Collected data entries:
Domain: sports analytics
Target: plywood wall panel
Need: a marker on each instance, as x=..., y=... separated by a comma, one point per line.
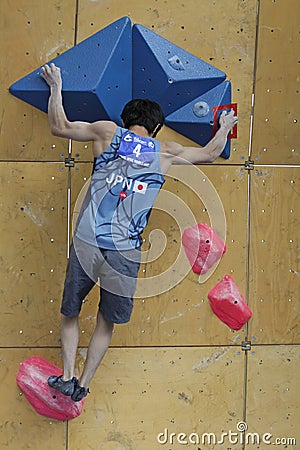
x=181, y=315
x=223, y=37
x=33, y=251
x=137, y=393
x=274, y=255
x=21, y=428
x=32, y=33
x=273, y=395
x=276, y=113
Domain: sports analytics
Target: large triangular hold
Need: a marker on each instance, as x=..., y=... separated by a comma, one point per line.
x=97, y=76
x=166, y=73
x=32, y=380
x=196, y=120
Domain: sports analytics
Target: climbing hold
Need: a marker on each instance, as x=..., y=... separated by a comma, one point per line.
x=154, y=64
x=199, y=124
x=228, y=303
x=200, y=109
x=32, y=380
x=176, y=63
x=203, y=247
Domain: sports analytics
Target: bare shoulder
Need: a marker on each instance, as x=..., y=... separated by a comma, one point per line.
x=104, y=129
x=170, y=148
x=104, y=132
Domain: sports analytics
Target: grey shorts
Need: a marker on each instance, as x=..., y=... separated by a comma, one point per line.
x=116, y=271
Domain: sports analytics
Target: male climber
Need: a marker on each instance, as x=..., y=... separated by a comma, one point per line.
x=129, y=164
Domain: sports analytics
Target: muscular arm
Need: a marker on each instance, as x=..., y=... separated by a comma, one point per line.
x=197, y=155
x=60, y=125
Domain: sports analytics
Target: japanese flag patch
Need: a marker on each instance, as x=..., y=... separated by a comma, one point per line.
x=140, y=187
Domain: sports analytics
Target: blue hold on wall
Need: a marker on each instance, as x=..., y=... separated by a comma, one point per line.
x=96, y=73
x=196, y=119
x=103, y=72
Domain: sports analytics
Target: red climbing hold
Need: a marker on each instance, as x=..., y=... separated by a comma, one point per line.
x=203, y=247
x=228, y=303
x=32, y=380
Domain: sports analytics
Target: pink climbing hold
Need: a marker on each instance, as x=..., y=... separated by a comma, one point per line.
x=228, y=303
x=203, y=247
x=32, y=380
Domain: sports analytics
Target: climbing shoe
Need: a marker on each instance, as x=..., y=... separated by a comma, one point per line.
x=65, y=387
x=79, y=393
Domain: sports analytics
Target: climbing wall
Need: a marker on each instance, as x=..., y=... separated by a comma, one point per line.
x=176, y=376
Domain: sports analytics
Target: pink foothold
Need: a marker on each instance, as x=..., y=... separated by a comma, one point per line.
x=203, y=247
x=228, y=303
x=32, y=380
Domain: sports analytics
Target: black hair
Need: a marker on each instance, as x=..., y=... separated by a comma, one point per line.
x=143, y=112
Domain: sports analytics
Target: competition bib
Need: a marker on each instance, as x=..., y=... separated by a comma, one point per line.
x=137, y=149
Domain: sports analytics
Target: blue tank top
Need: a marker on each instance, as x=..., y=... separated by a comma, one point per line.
x=125, y=182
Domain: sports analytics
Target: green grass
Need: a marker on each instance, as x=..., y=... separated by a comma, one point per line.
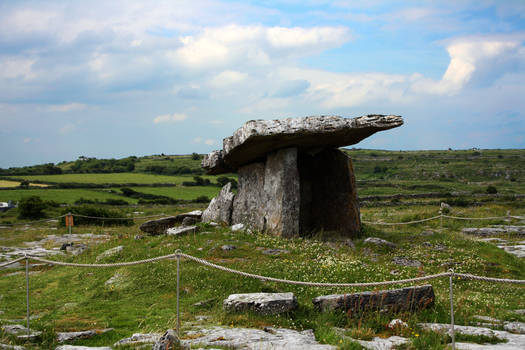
x=114, y=178
x=68, y=196
x=146, y=302
x=181, y=192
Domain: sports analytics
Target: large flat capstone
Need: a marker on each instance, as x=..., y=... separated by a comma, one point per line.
x=394, y=300
x=256, y=138
x=263, y=303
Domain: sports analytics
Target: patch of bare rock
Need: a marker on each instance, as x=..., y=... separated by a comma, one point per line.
x=255, y=339
x=263, y=303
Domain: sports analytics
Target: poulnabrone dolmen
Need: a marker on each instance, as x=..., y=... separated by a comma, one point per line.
x=293, y=179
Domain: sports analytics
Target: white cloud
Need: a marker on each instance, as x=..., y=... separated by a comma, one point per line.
x=470, y=57
x=170, y=118
x=66, y=107
x=253, y=45
x=16, y=67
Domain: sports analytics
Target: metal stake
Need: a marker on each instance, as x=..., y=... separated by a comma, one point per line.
x=178, y=283
x=27, y=293
x=453, y=334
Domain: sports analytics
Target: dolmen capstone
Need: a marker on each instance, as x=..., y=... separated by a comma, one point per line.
x=293, y=180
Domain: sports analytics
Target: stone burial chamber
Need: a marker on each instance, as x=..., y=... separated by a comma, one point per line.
x=292, y=178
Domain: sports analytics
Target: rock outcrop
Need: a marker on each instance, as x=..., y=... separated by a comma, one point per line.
x=292, y=179
x=263, y=303
x=394, y=300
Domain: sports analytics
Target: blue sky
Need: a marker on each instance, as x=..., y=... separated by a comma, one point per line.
x=113, y=79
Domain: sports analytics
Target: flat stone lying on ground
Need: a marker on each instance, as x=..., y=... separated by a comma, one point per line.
x=256, y=339
x=181, y=230
x=263, y=303
x=380, y=242
x=159, y=226
x=514, y=341
x=139, y=339
x=63, y=337
x=394, y=300
x=256, y=138
x=110, y=252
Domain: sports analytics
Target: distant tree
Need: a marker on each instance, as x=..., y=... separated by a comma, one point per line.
x=31, y=208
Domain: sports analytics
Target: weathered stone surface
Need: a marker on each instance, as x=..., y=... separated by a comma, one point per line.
x=63, y=337
x=282, y=193
x=79, y=347
x=328, y=196
x=380, y=242
x=394, y=300
x=514, y=341
x=181, y=230
x=139, y=338
x=221, y=207
x=110, y=252
x=256, y=339
x=247, y=208
x=263, y=303
x=159, y=226
x=256, y=138
x=169, y=341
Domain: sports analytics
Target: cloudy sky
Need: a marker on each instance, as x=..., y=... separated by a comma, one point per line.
x=109, y=79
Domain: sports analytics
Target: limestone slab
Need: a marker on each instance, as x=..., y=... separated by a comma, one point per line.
x=256, y=138
x=263, y=303
x=393, y=300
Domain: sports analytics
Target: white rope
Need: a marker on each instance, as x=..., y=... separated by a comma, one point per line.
x=271, y=279
x=12, y=262
x=401, y=223
x=130, y=263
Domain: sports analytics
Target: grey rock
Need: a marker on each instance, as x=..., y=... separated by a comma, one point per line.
x=138, y=339
x=188, y=221
x=382, y=343
x=256, y=138
x=263, y=303
x=79, y=347
x=181, y=230
x=168, y=341
x=237, y=227
x=221, y=207
x=514, y=341
x=394, y=300
x=63, y=337
x=110, y=253
x=274, y=251
x=256, y=339
x=514, y=327
x=380, y=242
x=159, y=226
x=403, y=261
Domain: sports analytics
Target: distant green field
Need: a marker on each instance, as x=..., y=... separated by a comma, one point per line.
x=61, y=195
x=113, y=178
x=181, y=192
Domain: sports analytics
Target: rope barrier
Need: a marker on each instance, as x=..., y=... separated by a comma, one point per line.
x=266, y=278
x=401, y=223
x=130, y=263
x=12, y=262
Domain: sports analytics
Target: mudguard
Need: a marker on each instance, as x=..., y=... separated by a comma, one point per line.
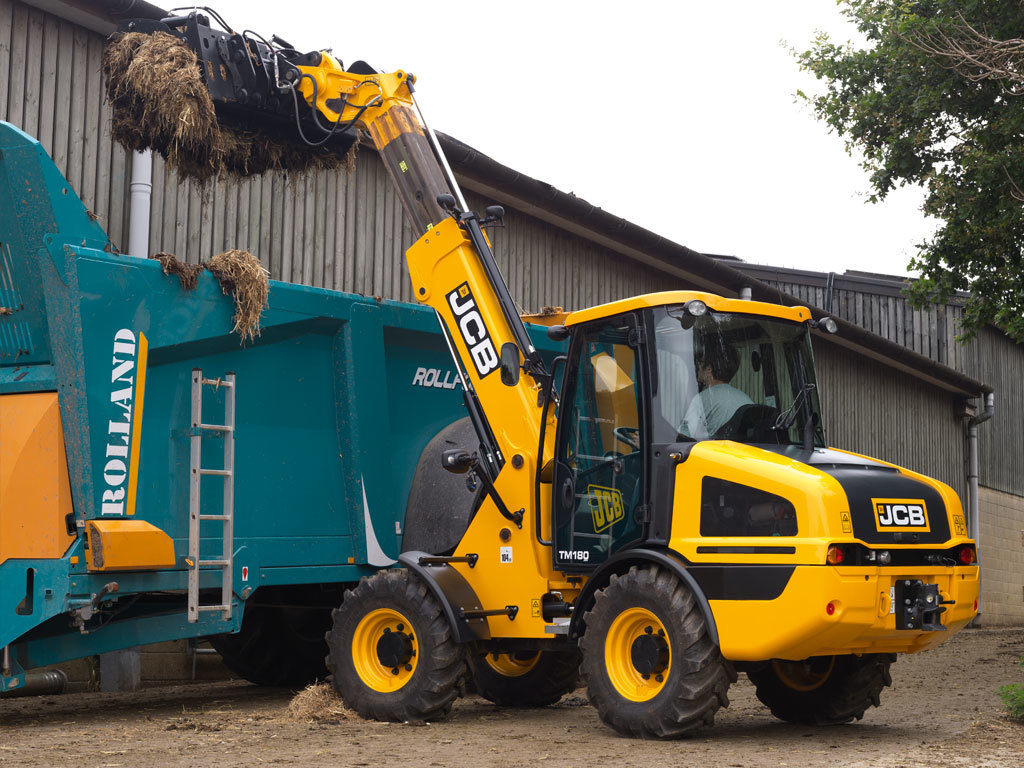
x=454, y=593
x=620, y=563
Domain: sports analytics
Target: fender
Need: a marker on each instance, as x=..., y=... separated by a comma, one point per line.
x=620, y=563
x=454, y=593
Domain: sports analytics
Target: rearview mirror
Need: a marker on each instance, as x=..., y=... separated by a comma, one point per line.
x=510, y=364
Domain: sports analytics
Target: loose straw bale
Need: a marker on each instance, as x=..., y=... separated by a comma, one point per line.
x=241, y=274
x=318, y=702
x=171, y=264
x=160, y=100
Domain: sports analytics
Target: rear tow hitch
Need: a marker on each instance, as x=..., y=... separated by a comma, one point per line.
x=919, y=605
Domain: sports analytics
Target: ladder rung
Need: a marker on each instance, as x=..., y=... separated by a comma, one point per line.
x=215, y=427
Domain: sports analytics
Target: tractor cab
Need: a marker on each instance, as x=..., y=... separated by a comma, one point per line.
x=648, y=378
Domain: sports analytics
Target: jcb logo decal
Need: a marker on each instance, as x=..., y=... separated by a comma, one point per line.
x=605, y=506
x=900, y=514
x=473, y=332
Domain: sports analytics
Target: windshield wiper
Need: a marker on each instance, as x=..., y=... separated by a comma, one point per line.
x=785, y=419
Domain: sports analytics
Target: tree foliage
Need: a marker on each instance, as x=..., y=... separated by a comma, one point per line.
x=936, y=97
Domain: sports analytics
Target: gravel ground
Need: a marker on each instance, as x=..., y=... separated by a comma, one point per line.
x=941, y=712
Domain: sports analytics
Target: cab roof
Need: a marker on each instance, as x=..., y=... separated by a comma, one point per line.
x=714, y=302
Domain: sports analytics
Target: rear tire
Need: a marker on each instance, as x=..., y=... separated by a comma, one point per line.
x=650, y=666
x=392, y=652
x=822, y=690
x=276, y=646
x=525, y=679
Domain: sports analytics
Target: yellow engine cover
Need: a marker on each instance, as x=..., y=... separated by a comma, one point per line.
x=127, y=545
x=35, y=494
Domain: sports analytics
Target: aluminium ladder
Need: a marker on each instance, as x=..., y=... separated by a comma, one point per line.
x=197, y=471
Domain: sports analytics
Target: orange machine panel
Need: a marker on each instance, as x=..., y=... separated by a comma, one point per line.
x=35, y=494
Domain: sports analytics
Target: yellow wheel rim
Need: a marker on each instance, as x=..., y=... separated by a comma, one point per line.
x=384, y=650
x=512, y=665
x=637, y=632
x=803, y=676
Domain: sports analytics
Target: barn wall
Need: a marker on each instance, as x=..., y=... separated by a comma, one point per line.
x=990, y=357
x=53, y=90
x=870, y=409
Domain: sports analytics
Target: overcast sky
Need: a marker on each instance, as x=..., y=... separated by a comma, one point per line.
x=680, y=117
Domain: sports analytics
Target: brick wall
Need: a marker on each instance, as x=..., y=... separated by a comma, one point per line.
x=1001, y=552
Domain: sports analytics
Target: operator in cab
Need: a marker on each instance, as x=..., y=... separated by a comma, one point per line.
x=718, y=400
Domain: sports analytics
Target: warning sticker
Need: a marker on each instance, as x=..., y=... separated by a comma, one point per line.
x=847, y=523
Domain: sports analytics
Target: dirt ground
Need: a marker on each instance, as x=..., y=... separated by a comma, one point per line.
x=942, y=712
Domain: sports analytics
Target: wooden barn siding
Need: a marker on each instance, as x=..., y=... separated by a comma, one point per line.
x=873, y=410
x=53, y=91
x=990, y=357
x=347, y=231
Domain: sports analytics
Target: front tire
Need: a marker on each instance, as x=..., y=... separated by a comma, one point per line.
x=822, y=690
x=650, y=666
x=525, y=679
x=392, y=652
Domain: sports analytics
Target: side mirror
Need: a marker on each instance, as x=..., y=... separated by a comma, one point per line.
x=510, y=364
x=457, y=461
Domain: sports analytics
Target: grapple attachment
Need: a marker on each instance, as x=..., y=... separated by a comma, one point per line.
x=237, y=110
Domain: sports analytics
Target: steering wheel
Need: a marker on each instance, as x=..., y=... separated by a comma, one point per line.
x=629, y=435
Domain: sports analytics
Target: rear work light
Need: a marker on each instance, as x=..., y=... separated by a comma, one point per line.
x=836, y=555
x=967, y=555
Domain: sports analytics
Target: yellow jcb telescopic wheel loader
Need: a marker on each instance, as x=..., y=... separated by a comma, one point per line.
x=660, y=498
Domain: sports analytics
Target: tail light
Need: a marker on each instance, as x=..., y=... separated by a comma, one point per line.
x=967, y=555
x=836, y=555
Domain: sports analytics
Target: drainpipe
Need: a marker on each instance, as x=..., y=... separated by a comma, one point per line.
x=972, y=471
x=138, y=212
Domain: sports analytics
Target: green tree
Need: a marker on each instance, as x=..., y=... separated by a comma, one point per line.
x=935, y=96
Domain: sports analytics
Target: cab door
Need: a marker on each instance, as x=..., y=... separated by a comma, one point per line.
x=599, y=481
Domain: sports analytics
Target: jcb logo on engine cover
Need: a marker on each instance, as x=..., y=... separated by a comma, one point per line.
x=472, y=330
x=900, y=514
x=605, y=506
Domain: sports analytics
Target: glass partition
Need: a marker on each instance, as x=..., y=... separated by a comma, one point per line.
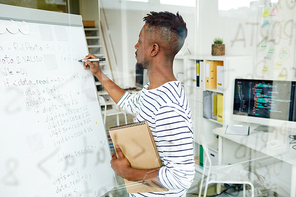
x=258, y=44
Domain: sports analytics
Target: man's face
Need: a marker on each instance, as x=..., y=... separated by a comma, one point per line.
x=142, y=49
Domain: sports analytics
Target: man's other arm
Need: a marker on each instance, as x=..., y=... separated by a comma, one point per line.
x=113, y=89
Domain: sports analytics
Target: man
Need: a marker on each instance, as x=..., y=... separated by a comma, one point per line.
x=162, y=103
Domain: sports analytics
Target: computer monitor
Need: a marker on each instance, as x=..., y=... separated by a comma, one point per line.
x=265, y=102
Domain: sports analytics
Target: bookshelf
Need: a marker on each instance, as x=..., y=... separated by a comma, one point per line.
x=233, y=67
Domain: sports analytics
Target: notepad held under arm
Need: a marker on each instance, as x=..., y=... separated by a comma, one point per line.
x=138, y=146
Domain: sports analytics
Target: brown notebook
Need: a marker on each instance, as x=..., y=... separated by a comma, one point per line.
x=138, y=146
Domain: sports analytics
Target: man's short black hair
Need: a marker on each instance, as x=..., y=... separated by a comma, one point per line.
x=171, y=27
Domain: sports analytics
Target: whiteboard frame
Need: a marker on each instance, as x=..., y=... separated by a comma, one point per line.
x=39, y=16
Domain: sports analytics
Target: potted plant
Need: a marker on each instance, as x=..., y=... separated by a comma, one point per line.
x=218, y=48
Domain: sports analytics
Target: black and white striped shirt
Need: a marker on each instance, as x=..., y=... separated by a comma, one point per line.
x=167, y=111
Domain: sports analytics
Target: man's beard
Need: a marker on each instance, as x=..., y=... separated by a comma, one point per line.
x=142, y=66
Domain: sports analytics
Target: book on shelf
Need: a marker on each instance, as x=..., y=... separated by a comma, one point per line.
x=198, y=64
x=214, y=106
x=220, y=77
x=211, y=73
x=207, y=104
x=220, y=108
x=138, y=146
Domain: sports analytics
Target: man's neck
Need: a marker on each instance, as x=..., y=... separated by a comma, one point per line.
x=160, y=74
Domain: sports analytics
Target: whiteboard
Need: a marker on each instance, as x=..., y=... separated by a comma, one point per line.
x=52, y=138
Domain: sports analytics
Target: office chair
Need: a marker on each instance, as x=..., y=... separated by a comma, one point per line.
x=115, y=110
x=230, y=174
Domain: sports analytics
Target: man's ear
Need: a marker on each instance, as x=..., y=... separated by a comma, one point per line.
x=155, y=49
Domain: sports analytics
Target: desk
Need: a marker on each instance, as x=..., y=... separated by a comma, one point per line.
x=266, y=143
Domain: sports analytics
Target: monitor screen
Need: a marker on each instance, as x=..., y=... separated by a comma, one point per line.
x=267, y=99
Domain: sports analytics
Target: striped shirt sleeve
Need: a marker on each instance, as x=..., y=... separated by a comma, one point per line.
x=175, y=143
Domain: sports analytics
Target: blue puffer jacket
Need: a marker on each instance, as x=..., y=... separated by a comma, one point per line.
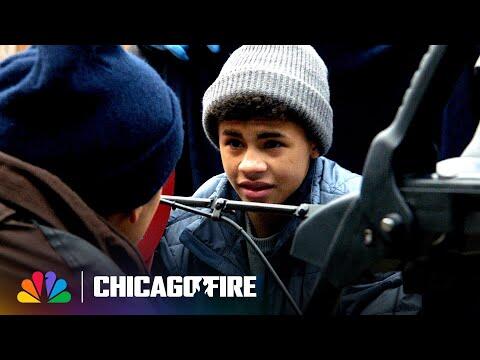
x=195, y=245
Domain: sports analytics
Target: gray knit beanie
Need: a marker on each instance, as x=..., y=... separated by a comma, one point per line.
x=291, y=74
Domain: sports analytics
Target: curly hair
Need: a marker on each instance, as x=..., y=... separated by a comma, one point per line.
x=248, y=107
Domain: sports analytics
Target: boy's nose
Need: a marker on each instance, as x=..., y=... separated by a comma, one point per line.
x=252, y=164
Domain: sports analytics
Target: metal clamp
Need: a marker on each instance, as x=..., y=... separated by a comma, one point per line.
x=218, y=205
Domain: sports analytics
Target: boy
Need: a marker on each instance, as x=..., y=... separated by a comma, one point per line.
x=268, y=113
x=88, y=136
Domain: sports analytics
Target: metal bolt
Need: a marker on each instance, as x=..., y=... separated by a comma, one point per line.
x=390, y=223
x=367, y=237
x=387, y=224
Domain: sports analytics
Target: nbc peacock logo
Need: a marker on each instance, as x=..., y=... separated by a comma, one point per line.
x=55, y=289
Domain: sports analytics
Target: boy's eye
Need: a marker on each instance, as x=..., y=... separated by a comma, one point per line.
x=272, y=144
x=233, y=143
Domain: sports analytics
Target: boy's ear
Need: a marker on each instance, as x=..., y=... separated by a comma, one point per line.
x=314, y=152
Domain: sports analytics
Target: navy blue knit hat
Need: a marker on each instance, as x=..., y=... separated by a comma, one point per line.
x=97, y=117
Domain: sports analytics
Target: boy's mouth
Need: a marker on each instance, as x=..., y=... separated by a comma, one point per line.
x=255, y=190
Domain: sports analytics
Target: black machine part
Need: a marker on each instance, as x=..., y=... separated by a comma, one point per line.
x=381, y=222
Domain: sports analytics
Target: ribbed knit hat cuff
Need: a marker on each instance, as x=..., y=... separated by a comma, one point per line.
x=147, y=174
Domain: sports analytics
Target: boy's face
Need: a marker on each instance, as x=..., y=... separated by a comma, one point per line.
x=265, y=160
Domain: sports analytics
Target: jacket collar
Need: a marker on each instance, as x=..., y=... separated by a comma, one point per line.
x=220, y=246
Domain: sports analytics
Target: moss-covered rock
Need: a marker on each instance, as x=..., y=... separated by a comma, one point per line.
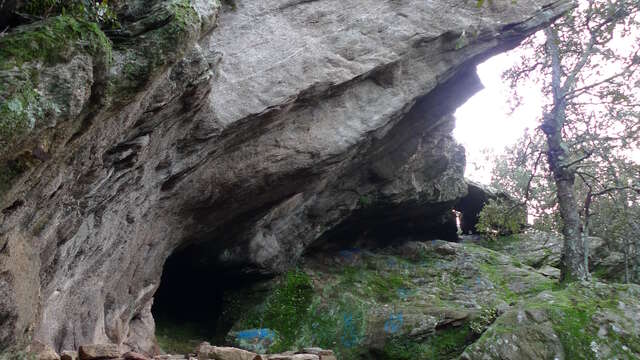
x=582, y=321
x=26, y=53
x=420, y=300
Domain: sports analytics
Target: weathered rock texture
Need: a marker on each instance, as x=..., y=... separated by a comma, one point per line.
x=249, y=130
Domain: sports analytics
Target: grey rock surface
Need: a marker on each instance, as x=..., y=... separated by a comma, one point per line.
x=271, y=124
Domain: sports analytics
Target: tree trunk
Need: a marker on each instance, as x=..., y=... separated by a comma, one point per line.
x=573, y=264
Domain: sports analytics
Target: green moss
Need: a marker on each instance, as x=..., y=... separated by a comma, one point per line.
x=9, y=172
x=51, y=41
x=445, y=344
x=572, y=311
x=48, y=42
x=174, y=25
x=285, y=309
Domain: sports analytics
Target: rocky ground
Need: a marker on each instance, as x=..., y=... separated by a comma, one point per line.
x=419, y=300
x=442, y=300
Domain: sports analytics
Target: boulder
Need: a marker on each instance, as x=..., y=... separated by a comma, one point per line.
x=225, y=353
x=539, y=249
x=416, y=296
x=130, y=355
x=99, y=352
x=69, y=355
x=580, y=321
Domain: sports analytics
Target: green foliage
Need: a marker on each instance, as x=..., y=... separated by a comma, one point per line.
x=487, y=316
x=182, y=338
x=499, y=217
x=94, y=11
x=51, y=42
x=444, y=344
x=285, y=309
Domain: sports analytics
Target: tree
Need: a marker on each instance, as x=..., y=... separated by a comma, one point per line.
x=587, y=66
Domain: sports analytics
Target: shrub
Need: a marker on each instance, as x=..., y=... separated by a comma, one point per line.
x=500, y=217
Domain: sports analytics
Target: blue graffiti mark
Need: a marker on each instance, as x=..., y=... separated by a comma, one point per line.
x=394, y=323
x=349, y=338
x=403, y=293
x=349, y=254
x=392, y=263
x=256, y=334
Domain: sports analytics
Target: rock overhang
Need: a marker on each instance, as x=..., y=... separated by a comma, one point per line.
x=258, y=155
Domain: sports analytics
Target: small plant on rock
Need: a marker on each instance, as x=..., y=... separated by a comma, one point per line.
x=484, y=320
x=499, y=217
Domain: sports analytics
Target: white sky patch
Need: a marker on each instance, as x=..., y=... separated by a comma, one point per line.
x=484, y=124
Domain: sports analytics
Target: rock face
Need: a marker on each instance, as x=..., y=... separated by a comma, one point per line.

> **Brief**
Which lines in the entries above contain the word "machine"? Report each of those lines in full.

> **The answer**
Target: orange machine panel
Target: black machine part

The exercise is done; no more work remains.